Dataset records
....

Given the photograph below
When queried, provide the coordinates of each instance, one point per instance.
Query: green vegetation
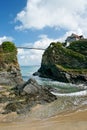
(79, 46)
(9, 47)
(56, 53)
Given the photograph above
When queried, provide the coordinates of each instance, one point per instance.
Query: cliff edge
(9, 68)
(65, 64)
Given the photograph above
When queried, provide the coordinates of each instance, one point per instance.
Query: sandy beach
(71, 121)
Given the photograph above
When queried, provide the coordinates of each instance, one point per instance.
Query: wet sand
(70, 121)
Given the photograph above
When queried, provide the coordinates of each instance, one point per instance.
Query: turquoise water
(70, 96)
(61, 88)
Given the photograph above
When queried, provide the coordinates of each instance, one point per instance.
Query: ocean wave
(80, 93)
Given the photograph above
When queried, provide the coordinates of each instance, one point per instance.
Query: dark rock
(65, 64)
(28, 95)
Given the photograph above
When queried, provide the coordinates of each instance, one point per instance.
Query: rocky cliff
(9, 67)
(65, 64)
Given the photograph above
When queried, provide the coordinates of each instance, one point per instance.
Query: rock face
(65, 64)
(23, 97)
(9, 68)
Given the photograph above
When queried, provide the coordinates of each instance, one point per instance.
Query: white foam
(81, 93)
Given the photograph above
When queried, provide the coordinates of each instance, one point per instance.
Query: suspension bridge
(31, 48)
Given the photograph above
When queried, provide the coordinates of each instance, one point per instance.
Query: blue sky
(36, 23)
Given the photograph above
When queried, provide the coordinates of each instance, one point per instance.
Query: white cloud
(5, 38)
(33, 57)
(66, 14)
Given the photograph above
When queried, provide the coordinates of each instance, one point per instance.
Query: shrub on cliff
(8, 47)
(79, 46)
(8, 53)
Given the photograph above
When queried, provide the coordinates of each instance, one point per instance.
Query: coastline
(72, 121)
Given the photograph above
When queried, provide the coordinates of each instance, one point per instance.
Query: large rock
(23, 97)
(9, 68)
(65, 64)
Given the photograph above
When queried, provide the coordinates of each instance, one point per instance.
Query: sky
(37, 23)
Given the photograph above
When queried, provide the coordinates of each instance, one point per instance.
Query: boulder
(65, 64)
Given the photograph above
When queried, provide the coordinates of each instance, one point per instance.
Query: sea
(69, 96)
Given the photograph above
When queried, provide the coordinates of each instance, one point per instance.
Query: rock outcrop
(9, 68)
(22, 98)
(65, 64)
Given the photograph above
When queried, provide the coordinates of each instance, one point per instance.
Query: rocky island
(15, 94)
(65, 63)
(10, 73)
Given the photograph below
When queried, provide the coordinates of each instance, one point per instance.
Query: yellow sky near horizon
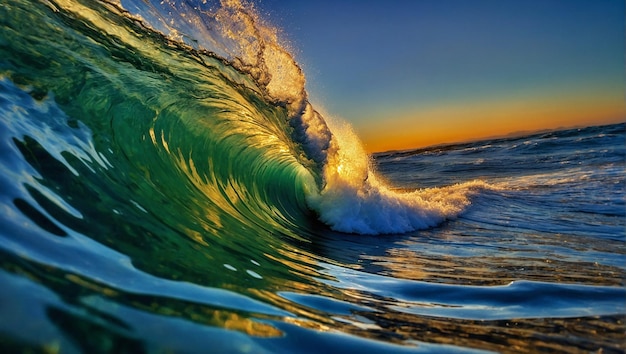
(467, 121)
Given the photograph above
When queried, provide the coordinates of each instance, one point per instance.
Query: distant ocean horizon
(163, 192)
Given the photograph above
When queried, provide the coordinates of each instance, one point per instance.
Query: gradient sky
(412, 73)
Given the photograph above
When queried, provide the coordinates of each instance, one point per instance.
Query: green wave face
(167, 155)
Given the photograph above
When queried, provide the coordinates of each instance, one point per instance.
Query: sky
(414, 73)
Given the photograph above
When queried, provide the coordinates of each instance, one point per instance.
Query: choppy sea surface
(166, 186)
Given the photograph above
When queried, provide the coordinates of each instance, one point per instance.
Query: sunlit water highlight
(167, 187)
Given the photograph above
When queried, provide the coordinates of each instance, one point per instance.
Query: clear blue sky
(412, 73)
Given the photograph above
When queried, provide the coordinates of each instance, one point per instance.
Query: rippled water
(161, 197)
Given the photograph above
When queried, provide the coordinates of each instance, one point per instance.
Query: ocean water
(166, 187)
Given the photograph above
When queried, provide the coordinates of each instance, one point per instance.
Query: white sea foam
(354, 200)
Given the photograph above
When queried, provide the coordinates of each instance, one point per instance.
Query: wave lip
(354, 200)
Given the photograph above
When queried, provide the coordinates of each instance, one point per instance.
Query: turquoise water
(167, 187)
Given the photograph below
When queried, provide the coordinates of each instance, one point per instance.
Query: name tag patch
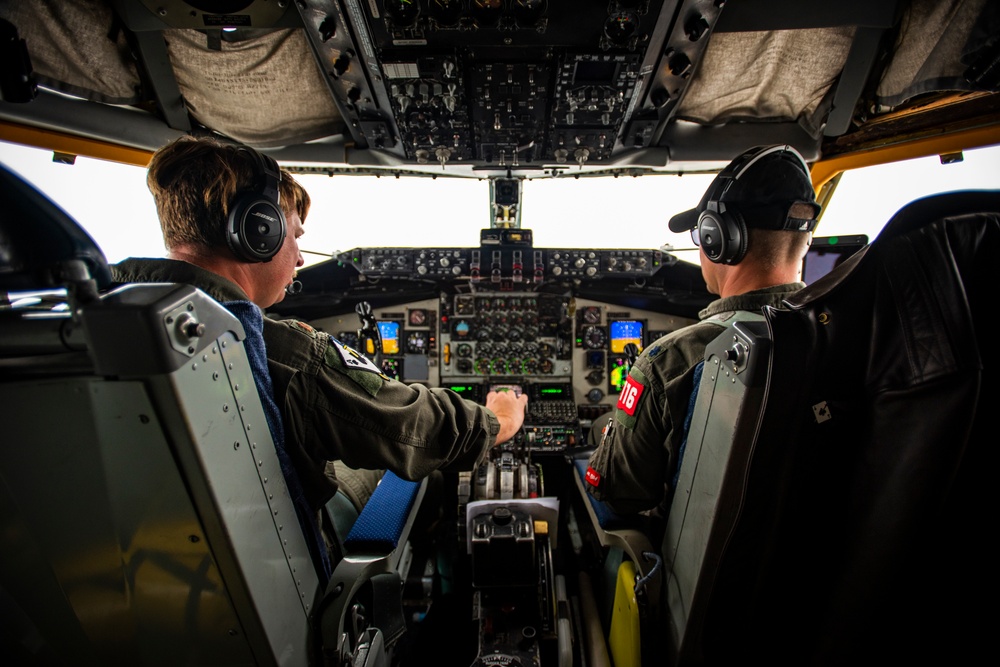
(628, 400)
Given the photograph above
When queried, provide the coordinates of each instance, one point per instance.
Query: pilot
(753, 227)
(224, 232)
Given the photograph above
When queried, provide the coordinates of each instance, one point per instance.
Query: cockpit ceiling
(634, 84)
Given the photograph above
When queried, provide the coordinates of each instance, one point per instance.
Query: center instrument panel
(508, 316)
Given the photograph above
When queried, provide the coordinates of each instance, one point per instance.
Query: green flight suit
(633, 465)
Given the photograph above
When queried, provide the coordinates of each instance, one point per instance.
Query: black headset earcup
(256, 228)
(722, 235)
(256, 225)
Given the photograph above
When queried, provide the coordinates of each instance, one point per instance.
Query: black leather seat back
(868, 503)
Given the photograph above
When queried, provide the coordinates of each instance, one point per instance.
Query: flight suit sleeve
(632, 466)
(343, 408)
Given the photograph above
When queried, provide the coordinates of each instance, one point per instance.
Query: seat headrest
(41, 246)
(935, 207)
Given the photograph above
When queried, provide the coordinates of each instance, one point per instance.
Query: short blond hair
(195, 179)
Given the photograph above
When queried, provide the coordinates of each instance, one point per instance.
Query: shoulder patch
(354, 365)
(630, 399)
(353, 359)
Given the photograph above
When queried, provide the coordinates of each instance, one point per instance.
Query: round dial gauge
(418, 317)
(621, 26)
(594, 338)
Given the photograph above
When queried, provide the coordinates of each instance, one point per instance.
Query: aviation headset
(256, 227)
(722, 227)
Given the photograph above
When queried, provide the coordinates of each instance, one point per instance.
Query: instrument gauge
(348, 338)
(528, 12)
(417, 342)
(620, 27)
(594, 338)
(465, 305)
(418, 317)
(403, 13)
(445, 12)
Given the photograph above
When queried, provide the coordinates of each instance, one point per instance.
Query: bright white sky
(111, 201)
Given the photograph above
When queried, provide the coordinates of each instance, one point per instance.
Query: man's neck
(742, 279)
(228, 268)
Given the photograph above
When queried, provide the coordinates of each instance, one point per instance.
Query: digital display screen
(617, 372)
(827, 252)
(550, 391)
(389, 331)
(393, 368)
(624, 332)
(595, 72)
(516, 388)
(473, 392)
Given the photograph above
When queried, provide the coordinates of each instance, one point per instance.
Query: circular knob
(501, 516)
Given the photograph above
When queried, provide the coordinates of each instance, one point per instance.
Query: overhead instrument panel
(510, 82)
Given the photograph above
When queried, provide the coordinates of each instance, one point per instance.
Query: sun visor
(101, 68)
(780, 75)
(264, 91)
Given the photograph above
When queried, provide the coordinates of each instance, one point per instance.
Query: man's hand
(509, 409)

....

Could the data above be copied out exactly, with no pictures kept?

Given the photograph below
When queried, provide the coordinates of each instance, one point per instance.
Query: green vegetation
(79, 46)
(9, 47)
(56, 53)
Given the photograph above
When queried, provide the coordinates of each instance, one point per instance.
Query: cliff edge
(9, 68)
(65, 64)
Given the photograph above
When queried, provide the coordinates of each instance, one point per instance.
Query: sandy beach
(71, 121)
Given the photograph above
When queried, provide the coordinates of each instance, one point per instance.
Query: wet sand
(70, 121)
Given the photograph above
When queried, provide the coordinates of each instance, one point per instance.
Query: turquoise water
(70, 96)
(61, 88)
Given the photograph above
When queried, provide the coordinates of each instance, one point per instance.
Query: ocean wave
(80, 93)
Given the photograph above
When queried, provide the coordinates of each instance, one point per instance.
Query: dark rock
(65, 64)
(28, 95)
Given the photograph above
When queried, provide the coordinates of each instance, one point per instance.
Query: rocky cliff
(9, 67)
(65, 64)
Given the photograph above
When queried, provide the coordinates of each instance, one point per instance.
Query: rock face
(65, 64)
(23, 97)
(9, 68)
Given the photograph above
When queried, provide the coordinates of each instance, one point per instance.
Query: white foam
(81, 93)
Given the photograph above
When queried, provide the coordinates of each instance, one point per instance.
Query: suspension bridge
(31, 48)
Given the photograph above
When queried, provide the coordinates of each instance, one point per instance.
Query: blue sky
(36, 23)
Given the photograph above
When queried, provide the coordinates of each instance, one point per instance.
Query: white cloud
(5, 38)
(33, 57)
(66, 14)
Given the photograph above
When queried, provide the coordinates of each instance, one point per instance.
Query: shrub on cliff
(8, 47)
(79, 46)
(8, 53)
Given the photograph above
When queried, provide the coordinates of each instance, one point per instance.
Query: coastline
(72, 121)
Given the photograph above
When queried, provide the coordinates of each instance, one point per instance.
Query: large rock
(23, 97)
(9, 68)
(65, 64)
Given the photograph above
When queried, provide the coordinates of each instance, one point per instance.
Query: sky
(37, 23)
Given the photograph above
When queried, provide the coordinates of each instance, one point per instance.
Query: boulder
(65, 64)
Given the photograph above
When queried, provide the coordinates of each instance, one point per instance.
Query: sea
(69, 96)
Given the photograph above
When queried, provide the coordinates of each instance, one point per instance.
Query: rock outcrop
(9, 68)
(22, 98)
(65, 64)
Given the photograph above
When queried, provide the coordinates of each instance, one point per instance.
Query: rocky island
(15, 94)
(65, 63)
(10, 73)
Given the photograph below
When queried, provide the coordinates of each instance, one point per instance.
Query: yellow sky near horizon
(467, 121)
Given the photograph above
When queried, provide the coordinates of each instance, one point per instance.
Query: distant ocean horizon
(163, 192)
Given the photograph above
When queried, provide the coordinates of each instance, one point per instance.
Query: gradient sky
(412, 73)
Given the photograph above
When queried, provide the coordinates of each instance, one point per instance.
Query: green wave face
(167, 155)
Given the photograph above
When queried, provide the coordinates of each instance, one point per instance.
Query: sky
(414, 73)
Given the photograph above
When queried, provide the coordinates of each instance, one point per instance.
Query: choppy sea surface
(166, 186)
Given the photograph above
When queried, provide the coordinates of each instance, one point per instance.
Query: sunlit water highlight
(167, 187)
Given the photograph above
When queried, provide the coordinates of each instance, one point per instance.
Query: clear blue sky
(412, 73)
Given the photograph above
When queried, provide the coordinates of each instance, one point per instance.
Query: rippled water
(161, 197)
Given the photograph above
When queried, provide the coordinates of each instance, one point per instance.
Query: ocean water
(166, 187)
Given the photograph above
When queried, provide the coordinates of each instance, one point per instance.
Query: white sea foam
(354, 200)
Given the photograph above
When queried, provide the coordinates of each instance, one point per instance.
Query: wave lip
(354, 200)
Given the photograph above
When queried, provide the coordinates of each instance, one point per instance.
Query: turquoise water
(167, 187)
Given the photograph below
When queried, provide the coordinates of each instance, one point per instance.
Query: name tag patch
(628, 400)
Given the photograph above
When queried, provide the coordinates of each instance, one point per instance.
Query: pilot
(753, 227)
(224, 232)
Given the photograph above
When queried, provide the coordinates of each instance, one point per instance.
Query: cockpit ceiling
(634, 84)
Given the photograph above
When queried, provide the coordinates of each instance, one point per instance.
Query: center instrument panel
(508, 316)
Given the photograph above
When queried, provide the coordinates of each instance, one point per instance.
Query: green flight suit
(633, 465)
Given the photograph above
When queried, provide the coordinates of each instance, one point per instance.
Query: black headset earcup
(256, 228)
(722, 235)
(256, 225)
Given the photograph above
When queried, provide the coordinates of each instance, one point per instance.
Query: black leather seat back
(868, 503)
Given the photograph above
When queried, provide the coordinates of each instance, one point per instance.
Query: flight suit sleeve
(632, 466)
(343, 408)
Given the photograph above
When queried, provide the coordinates of each instance, one point per instance.
Query: seat headrest
(41, 246)
(935, 207)
Given the photograph above
When queried, provide the coordinates of each instance, one point per instance.
Query: short blond hair
(195, 179)
Given the photograph above
When queried, provide the coordinates of each instance, one point per instance.
Query: shoulder patch
(354, 365)
(630, 399)
(353, 359)
Given the photograph above
When queried, provide the coordinates of each instance, one point per instance.
Query: round dial gauge
(418, 317)
(621, 26)
(594, 338)
Given the photograph above
When queried, provide the coordinates of each instance, one point per instance.
Query: aviation headset
(256, 227)
(722, 227)
Given the photograph above
When queried, provide the coordinates of each instance, one point per instance.
Query: instrument gauge
(348, 338)
(528, 12)
(417, 342)
(620, 27)
(594, 338)
(465, 305)
(418, 317)
(403, 13)
(445, 12)
Given the photograph above
When queried, provide the coordinates of each instance, one point per instance.
Query: bright white sky
(111, 201)
Given the photograph above
When queried, provide the coordinates of each instance, one point per instance.
Query: man's neck
(742, 279)
(228, 268)
Given the photograph above
When queried, provide the coordinates of each instance, one point per instance.
Query: digital display screen
(617, 372)
(827, 252)
(550, 391)
(389, 331)
(393, 368)
(624, 332)
(595, 72)
(516, 388)
(473, 392)
Given the photograph above
When queried, provide the coordinates of each instance, one point per instance.
Query: circular knob
(501, 516)
Given the photograph above
When queried, provide the coordinates of each instance, one point per instance.
Query: overhead instrument panel
(510, 82)
Given the photograph above
When queried, provide the coordinates of each instance, one point per instance.
Query: sun visor
(101, 68)
(780, 75)
(264, 91)
Given the photograph above
When queried, provide the coordinates of each instance, one point per instance.
Query: man's hand
(509, 409)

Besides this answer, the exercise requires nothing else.